** What you will do **
a - Transcribe a passage from the "How To Behave Yourself" captions, beginning at "2: How To Behave" and stopping after "than you do.".
b - Answer these questions using the "How To Behave Yourself" captions:
(i) Which three sets of these are mentioned?
(ii) In the second caption, who sometimes knows more about their job than you do?
(iii) In the third caption, where should children retire if elder folks want to converse quietly and privately?
------ Excerpt
There’s a couple of sets
of these–
a set for men,
a set for women,
and a set for children.

And they are humorous,
if you take the art along
with the captions.

The handwriting is kinda
tough to read, though —

So, I’ll give you
the captions below,
numbered from the top.

1: How To Behave Yourself
(for gentlemen) 
If you meet a lady
always raise your hat,
it is both fit and proper,
but be sure you know
the lady first.


2: How To Behave Yourself
(for ladies ) 
Never interfere with the
workmen who happen to
be in the house. They
sometimes know more
about their job than you do. 


3: How To Behave Yourself
(for children ) 
If you find that elder folks 
want to converse quietly
and privately, just retire
to the garden or nursery.


4: How To Behave Yourself
(for gentlemen) 
On meeting your future 
ma-in-law, always make 
your most profound bow, 
only be careful of the furniture.
------------
------ Data rows
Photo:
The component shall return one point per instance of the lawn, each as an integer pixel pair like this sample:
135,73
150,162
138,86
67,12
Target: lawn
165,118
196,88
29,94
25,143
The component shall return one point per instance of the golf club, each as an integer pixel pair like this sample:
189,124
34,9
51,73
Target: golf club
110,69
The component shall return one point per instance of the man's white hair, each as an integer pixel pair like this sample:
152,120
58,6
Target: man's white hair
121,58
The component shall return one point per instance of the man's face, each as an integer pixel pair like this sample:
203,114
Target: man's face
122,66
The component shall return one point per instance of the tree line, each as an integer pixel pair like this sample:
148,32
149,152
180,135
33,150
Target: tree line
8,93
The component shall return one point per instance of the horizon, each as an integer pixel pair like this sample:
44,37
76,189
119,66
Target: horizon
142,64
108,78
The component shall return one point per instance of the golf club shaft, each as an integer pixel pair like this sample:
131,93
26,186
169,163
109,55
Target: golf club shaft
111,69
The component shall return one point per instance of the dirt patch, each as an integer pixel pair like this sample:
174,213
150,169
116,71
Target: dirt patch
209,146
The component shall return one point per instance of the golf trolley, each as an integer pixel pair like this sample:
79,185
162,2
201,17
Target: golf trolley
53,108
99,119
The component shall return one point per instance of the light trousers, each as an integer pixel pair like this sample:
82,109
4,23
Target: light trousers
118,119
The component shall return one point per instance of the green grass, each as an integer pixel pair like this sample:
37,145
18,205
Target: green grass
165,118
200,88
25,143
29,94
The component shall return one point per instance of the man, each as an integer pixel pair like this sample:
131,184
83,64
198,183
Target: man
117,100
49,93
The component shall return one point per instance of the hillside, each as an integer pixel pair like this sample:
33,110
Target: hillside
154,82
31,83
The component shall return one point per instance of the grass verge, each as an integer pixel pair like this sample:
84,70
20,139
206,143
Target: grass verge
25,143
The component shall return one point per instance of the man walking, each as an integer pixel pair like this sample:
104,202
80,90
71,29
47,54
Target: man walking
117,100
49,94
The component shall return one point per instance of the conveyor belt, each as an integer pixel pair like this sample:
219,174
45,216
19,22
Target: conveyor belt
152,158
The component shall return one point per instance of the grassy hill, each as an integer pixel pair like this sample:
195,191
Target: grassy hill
------------
** Task solutions **
a -
2: How To Behave Yourself
(for ladies ) 
Never interfere with the
workmen who happen to
be in the house. They
sometimes know more
about their job than you do.

b -
(i) A set for men, a set for women, and a set for children.
(ii) The workmen who happen to be in the house.
(iii) To the garden or nursery.